● **YOUR ASSIGNMENT**:
Print out the entries below with no edits.

[DATASET ENTRIES — start]

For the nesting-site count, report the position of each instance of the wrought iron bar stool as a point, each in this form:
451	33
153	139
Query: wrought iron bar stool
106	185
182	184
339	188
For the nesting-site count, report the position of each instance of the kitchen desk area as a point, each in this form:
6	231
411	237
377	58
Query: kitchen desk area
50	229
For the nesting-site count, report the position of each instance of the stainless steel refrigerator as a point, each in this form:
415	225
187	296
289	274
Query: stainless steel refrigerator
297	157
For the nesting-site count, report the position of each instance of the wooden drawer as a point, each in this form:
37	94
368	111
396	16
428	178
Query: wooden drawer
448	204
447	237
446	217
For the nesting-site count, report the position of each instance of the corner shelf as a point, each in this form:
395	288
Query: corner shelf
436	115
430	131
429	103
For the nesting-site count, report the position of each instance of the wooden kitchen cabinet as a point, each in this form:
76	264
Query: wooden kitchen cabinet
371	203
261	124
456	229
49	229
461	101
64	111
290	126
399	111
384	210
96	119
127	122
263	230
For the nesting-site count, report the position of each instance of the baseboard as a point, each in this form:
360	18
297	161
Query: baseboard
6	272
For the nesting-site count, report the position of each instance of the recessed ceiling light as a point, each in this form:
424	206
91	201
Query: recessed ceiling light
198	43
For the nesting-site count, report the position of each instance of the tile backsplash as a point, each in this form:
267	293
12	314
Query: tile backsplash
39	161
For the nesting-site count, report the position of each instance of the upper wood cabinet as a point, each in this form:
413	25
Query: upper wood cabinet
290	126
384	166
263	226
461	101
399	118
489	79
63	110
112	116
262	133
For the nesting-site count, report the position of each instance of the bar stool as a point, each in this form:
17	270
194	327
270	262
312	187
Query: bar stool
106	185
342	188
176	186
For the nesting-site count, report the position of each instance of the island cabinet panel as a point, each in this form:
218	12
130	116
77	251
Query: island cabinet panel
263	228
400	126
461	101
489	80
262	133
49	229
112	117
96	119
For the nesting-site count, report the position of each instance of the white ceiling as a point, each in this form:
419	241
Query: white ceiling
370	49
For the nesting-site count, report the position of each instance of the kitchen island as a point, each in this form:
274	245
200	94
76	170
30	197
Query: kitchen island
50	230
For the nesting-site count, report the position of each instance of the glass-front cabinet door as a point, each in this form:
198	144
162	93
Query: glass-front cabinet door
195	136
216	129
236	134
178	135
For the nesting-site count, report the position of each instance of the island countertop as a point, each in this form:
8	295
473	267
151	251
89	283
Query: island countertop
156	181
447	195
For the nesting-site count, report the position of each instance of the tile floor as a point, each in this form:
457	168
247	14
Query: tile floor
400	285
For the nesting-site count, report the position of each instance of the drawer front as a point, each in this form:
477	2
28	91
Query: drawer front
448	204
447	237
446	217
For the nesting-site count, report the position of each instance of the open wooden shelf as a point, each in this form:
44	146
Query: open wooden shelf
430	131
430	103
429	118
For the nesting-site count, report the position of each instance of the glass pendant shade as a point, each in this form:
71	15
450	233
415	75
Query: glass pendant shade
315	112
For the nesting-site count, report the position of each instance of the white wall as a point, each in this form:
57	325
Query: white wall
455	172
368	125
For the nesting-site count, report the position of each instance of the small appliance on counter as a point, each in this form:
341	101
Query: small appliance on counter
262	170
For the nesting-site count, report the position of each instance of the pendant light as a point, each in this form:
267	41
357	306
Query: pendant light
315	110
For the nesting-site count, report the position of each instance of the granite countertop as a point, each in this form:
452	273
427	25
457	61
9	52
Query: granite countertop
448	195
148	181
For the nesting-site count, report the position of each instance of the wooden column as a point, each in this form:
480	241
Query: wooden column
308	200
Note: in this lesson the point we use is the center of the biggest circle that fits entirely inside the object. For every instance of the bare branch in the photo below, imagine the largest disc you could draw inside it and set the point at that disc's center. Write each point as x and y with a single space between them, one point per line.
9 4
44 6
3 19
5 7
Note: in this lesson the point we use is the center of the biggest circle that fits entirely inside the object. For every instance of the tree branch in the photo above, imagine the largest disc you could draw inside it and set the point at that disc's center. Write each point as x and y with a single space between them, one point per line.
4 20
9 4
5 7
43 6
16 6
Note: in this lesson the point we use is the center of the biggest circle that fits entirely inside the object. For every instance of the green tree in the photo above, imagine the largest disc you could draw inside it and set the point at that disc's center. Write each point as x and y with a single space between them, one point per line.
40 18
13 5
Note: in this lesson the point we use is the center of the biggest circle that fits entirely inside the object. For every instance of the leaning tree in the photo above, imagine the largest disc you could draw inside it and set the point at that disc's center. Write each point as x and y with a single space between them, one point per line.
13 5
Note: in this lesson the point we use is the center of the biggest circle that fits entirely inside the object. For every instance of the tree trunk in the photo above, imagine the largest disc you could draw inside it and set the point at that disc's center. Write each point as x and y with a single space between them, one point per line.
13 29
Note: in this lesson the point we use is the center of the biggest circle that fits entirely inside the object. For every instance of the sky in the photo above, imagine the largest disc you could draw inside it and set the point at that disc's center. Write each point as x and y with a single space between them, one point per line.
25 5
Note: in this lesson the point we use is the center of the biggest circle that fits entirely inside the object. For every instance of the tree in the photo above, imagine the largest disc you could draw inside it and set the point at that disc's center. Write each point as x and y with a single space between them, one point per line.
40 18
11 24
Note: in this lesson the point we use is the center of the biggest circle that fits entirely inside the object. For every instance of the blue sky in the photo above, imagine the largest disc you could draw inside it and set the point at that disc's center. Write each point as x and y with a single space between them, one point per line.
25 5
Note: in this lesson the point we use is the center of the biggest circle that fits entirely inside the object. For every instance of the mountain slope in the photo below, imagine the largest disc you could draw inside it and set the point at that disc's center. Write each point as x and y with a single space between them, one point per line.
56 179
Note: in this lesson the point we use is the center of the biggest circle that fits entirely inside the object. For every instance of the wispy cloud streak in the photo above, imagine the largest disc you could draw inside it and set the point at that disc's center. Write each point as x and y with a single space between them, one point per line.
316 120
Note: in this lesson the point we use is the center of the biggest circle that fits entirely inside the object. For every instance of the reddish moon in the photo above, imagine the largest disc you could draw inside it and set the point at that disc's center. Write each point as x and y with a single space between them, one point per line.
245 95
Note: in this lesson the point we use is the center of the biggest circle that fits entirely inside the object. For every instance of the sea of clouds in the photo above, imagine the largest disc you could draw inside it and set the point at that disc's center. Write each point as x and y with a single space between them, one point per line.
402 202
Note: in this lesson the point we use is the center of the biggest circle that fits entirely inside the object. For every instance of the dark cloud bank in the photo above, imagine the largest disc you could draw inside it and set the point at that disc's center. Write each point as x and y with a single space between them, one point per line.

[DATASET ENTRIES — finish]

● **ANSWER TO THIS EXERCISE**:
For the nesting-site count, report the position of each instance of the wrought iron bar stool as a point, each in this form:
451	33
153	139
Query: wrought iron bar stool
106	185
182	184
339	188
For the nesting-site count, report the position of each instance of the kitchen desk area as a point, each in this form:
6	231
411	237
377	58
Query: kitchen desk area
50	229
For the nesting-site count, report the position of each instance of the stainless steel refrigerator as a point, each in this form:
415	225
187	296
289	274
Query: stainless steel refrigerator
297	157
For the nesting-site count, report the position of each instance of the wooden drawer as a point, each in this form:
37	94
368	111
396	16
428	178
Query: wooden drawer
448	204
447	237
446	217
For the nesting-site count, report the position of each instance of the corner shelf as a point, each in this form:
395	288
Query: corner shelf
436	115
430	131
429	103
For the nesting-site count, report the position of each instance of the wooden kitchen cabinet as a point, each in this form:
76	264
Query: wooden kitchen cabinet
371	203
261	124
456	229
49	229
461	101
64	111
290	126
399	111
384	210
96	119
127	122
263	230
For the nesting-site count, report the position of each instance of the baseboard as a point, each in this form:
360	18
297	161
Query: baseboard
6	272
For the nesting-site count, report the position of each instance of the recessed ceiling light as a point, each in this form:
424	206
91	201
Query: recessed ceiling light
198	43
For the nesting-site count, report the position of each instance of the tile backsplash as a point, each in this form:
267	293
12	314
Query: tile backsplash
39	161
For the nesting-site count, report the position of each instance of the upper wood cabinet as a point, each in this form:
413	25
Query: upper wood cabinet
290	126
384	166
263	226
461	101
399	118
489	79
63	110
112	116
262	133
For the nesting-site count, report the position of each instance of the bar stool as a point, each in this form:
17	270
194	327
270	262
312	187
Query: bar stool
106	185
342	188
176	186
For the nesting-site count, report the position of each instance of the island cabinet panel as a point, each in this form:
218	12
130	116
77	251
Query: island cabinet panel
263	228
400	126
461	101
489	80
262	133
49	229
112	117
96	119
For the nesting-site count, report the position of each instance of the white ceiling as a point, each in this form:
419	241
Query: white ceiling
370	49
For the nesting-site count, report the position of each instance of the kitchen island as a point, each in this form:
274	245
200	94
76	170
30	197
Query: kitchen island
50	230
For the nesting-site count, report the position of each instance of the glass-front cabinet door as a point, each in this form:
198	144
162	93
Query: glass-front cabinet door
195	136
216	129
236	134
178	135
For the nesting-site count, report the position of each instance of the island countertop as a point, each in this form:
8	295
473	267
151	251
89	283
Query: island countertop
156	181
447	195
For the nesting-site count, report the position of each instance of the tile floor as a point, each in this form:
457	168
247	14
Query: tile floor
400	285
For the nesting-site count, report the position of each instance of the drawer front as a point, each in this form:
477	2
28	91
Query: drawer front
448	204
447	237
446	217
For the nesting-site count, report the position of each instance of the open wooden shelf as a point, each in this form:
44	146
Query: open wooden shelf
430	131
430	103
429	118
For the nesting-site count, report the position of each instance of the glass pendant shade as a point, each in this form:
71	15
450	233
415	75
Query: glass pendant shade
315	112
For the nesting-site count, report the position of each instance of the white wall as a point, each in this form:
57	325
Query: white wall
455	172
368	125
For the nesting-site count, report the position of each instance of the small appliance on counter as a point, each in this form:
341	101
Query: small appliance on counter
262	170
For the nesting-site count, report the position of each instance of the pendant light as a point, each in this form:
267	41
357	306
Query: pendant light
315	110
For the nesting-site count, report the position of each instance of the granite countertop as a point, each in this form:
452	273
427	25
457	61
9	52
Query: granite countertop
448	195
148	181
For the nesting-site count, report the position of each instance of the wooden column as a point, each in this form:
480	241
Query: wooden column
308	200
Note: in this lesson the point we use is the center of the biggest circle that fits entirely inside the object. For every instance of the bare branch in the photo below, imagine the largest disc you could draw inside it and set the point at that disc's center. Write each point as x and y with a single space between them, one point per line.
9 4
44 6
3 19
5 7
Note: in this lesson the point we use is the center of the biggest circle that fits entirely inside the object. For every instance of the tree branch in the photo above, imagine the largest disc you could draw inside it and set the point at that disc's center. Write each point as x and y with a single space between them, one point per line.
4 20
9 4
5 7
43 6
16 6
Note: in this lesson the point we use is the center of the biggest circle that fits entirely inside the object. For every instance of the green tree in the photo above, imagine the largest disc you could draw inside it and set the point at that disc's center. Write each point as x and y with a single space between them, one point per line.
40 18
13 5
Note: in this lesson the point we use is the center of the biggest circle that fits entirely inside the object. For every instance of the leaning tree in the photo above, imagine the largest disc you could draw inside it and set the point at that disc's center. Write each point as x and y with a single space between them, one point per line.
13 5
Note: in this lesson the point we use is the center of the biggest circle that fits entirely inside the object. For every instance of the tree trunk in the photo above, imagine the largest disc you could draw inside it and set the point at that disc's center. Write each point as x and y with a single space between them, one point per line.
13 29
Note: in this lesson the point we use is the center of the biggest circle that fits entirely inside the object. For every instance of the sky in the photo above, imagine the largest disc you could draw inside it and set the point at that disc's center. Write each point as x and y with a single space between them, one point per line.
25 5
Note: in this lesson the point we use is the center of the biggest circle that fits entirely inside the object. For every instance of the tree in the photo above, imagine the largest disc you could draw inside it and set the point at that disc's center. Write each point as x and y with a single space between them, one point per line.
40 18
11 24
Note: in this lesson the point we use is the center of the biggest circle that fits entirely inside the object. For every instance of the blue sky in the photo above, imagine the largest disc you could draw inside it and set the point at that disc's center. Write each point as x and y with a single space between them, one point per line.
25 5
Note: in this lesson the point we use is the center of the biggest circle that fits entirely inside the object. For every instance of the mountain slope in the photo below, imagine the largest disc you could draw inside it and set the point at that disc's center. Write each point as x and y with a single space between them, one point per line.
56 179
Note: in this lesson the point we use is the center of the biggest circle that fits entirely inside the object. For every instance of the wispy cloud streak in the photo above, imagine the largest disc you could draw inside it and set the point at that disc's center. Write each point as x and y with a single space between them, one point per line.
316 120
Note: in this lesson the point we use is the center of the biggest circle that fits entirely inside the object. For every instance of the reddish moon in the photo above, imagine the largest disc you could draw inside it and set the point at that disc's center. Write each point as x and y with a single space between them, one point per line.
245 95
Note: in this lesson the point we use is the center of the biggest circle that fits entirely inside the object. For every instance of the sea of clouds in the photo above, imagine the largest disc you could draw inside it and set the point at that disc's center. Write each point as x and y with a single space between them, one point per line.
402 202
Note: in this lesson the point we use is the center of the biggest circle that fits entirely inside the object. For every instance of the dark cloud bank in the photo above, imagine the largest disc you could draw inside it and set the point at that disc's center. Write each point as x and y with a single space between them, one point per line.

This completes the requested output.